#### [Exercise objective]
Copy the records exactly, starting at the line that contains "the car window?" and continuing through the end of the records, with both ends included.

== == ==

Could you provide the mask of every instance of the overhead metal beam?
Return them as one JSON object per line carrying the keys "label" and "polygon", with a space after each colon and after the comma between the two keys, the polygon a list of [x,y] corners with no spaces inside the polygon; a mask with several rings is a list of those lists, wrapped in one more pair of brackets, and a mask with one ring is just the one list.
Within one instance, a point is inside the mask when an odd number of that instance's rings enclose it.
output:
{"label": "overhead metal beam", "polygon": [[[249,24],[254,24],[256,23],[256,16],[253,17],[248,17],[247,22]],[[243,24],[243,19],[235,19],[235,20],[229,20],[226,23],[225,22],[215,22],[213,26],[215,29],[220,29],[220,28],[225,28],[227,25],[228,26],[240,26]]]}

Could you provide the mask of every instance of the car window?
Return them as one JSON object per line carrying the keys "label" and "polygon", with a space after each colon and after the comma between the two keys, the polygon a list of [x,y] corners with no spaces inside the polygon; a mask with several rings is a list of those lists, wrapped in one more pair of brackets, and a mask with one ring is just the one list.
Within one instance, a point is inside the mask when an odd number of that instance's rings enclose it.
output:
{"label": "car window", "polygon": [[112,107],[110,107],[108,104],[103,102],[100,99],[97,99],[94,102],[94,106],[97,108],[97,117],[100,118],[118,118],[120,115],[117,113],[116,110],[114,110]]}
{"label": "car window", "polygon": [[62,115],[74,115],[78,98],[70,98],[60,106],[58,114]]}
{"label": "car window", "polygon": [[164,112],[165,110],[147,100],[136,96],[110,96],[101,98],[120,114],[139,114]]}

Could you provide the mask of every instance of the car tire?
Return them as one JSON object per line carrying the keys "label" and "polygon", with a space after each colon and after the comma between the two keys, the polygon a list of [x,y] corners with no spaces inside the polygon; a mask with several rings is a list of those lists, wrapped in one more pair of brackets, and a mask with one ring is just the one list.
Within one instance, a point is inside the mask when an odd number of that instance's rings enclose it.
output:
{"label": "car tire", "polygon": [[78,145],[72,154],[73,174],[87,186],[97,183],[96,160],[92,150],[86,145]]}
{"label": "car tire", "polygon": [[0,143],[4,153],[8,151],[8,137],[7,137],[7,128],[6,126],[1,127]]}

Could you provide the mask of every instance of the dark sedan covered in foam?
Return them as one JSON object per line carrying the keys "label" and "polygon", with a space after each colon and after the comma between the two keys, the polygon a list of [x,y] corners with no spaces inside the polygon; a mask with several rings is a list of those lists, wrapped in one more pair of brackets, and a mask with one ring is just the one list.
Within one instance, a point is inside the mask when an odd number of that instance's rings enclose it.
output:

== == ==

#### [Solution]
Could you provide the mask of every instance of the car window?
Return them as one JSON object per line carrying the keys "label" and "polygon", with a space after each colon and after the comma between the two keys, the polygon a list of [x,y] corners with no spaces inside the polygon; a mask with several rings is a list of those lists, wrapped in one more pair of brackets, and a mask with one ring is just the one list.
Within one instance, a point is inside the mask when an odd number of that instance's rings enclose it.
output:
{"label": "car window", "polygon": [[112,107],[110,107],[108,104],[103,102],[100,99],[97,99],[94,102],[94,106],[97,108],[97,117],[100,118],[118,118],[120,115],[117,113],[116,110],[114,110]]}
{"label": "car window", "polygon": [[62,115],[74,115],[78,98],[70,98],[60,106],[58,114]]}
{"label": "car window", "polygon": [[164,112],[165,110],[147,100],[136,96],[110,96],[101,98],[120,114],[139,114]]}

Could you provide the mask of every instance of the car tire?
Return them as one JSON object per line carrying the keys "label" and "polygon", with a space after each colon and after the comma between the two keys, the polygon a list of [x,y] corners with no spaces inside the polygon; a mask with several rings is a list of those lists, wrapped in one more pair of brackets, and a mask with one ring is just the one list.
Within one instance, a point is inside the mask when an odd number of that instance's rings enclose it.
output:
{"label": "car tire", "polygon": [[78,145],[72,154],[73,174],[87,186],[97,183],[96,160],[92,150],[86,145]]}
{"label": "car tire", "polygon": [[0,143],[4,153],[8,151],[8,137],[7,137],[7,128],[6,126],[1,127]]}

Could you provide the mask of every instance of the dark sedan covered in foam?
Return them as one JSON object per line carrying the keys "label" and "polygon", with a space after each colon and after the comma between the two keys, the polygon a list of [x,y] corners with no spaces inside the polygon; a mask with several rings is a list of those lists, wrapped in one more pair of brackets, and a mask with one ring is just the one list.
Within one instance, a point is inside the mask when an odd number of that instance's rings enclose it.
output:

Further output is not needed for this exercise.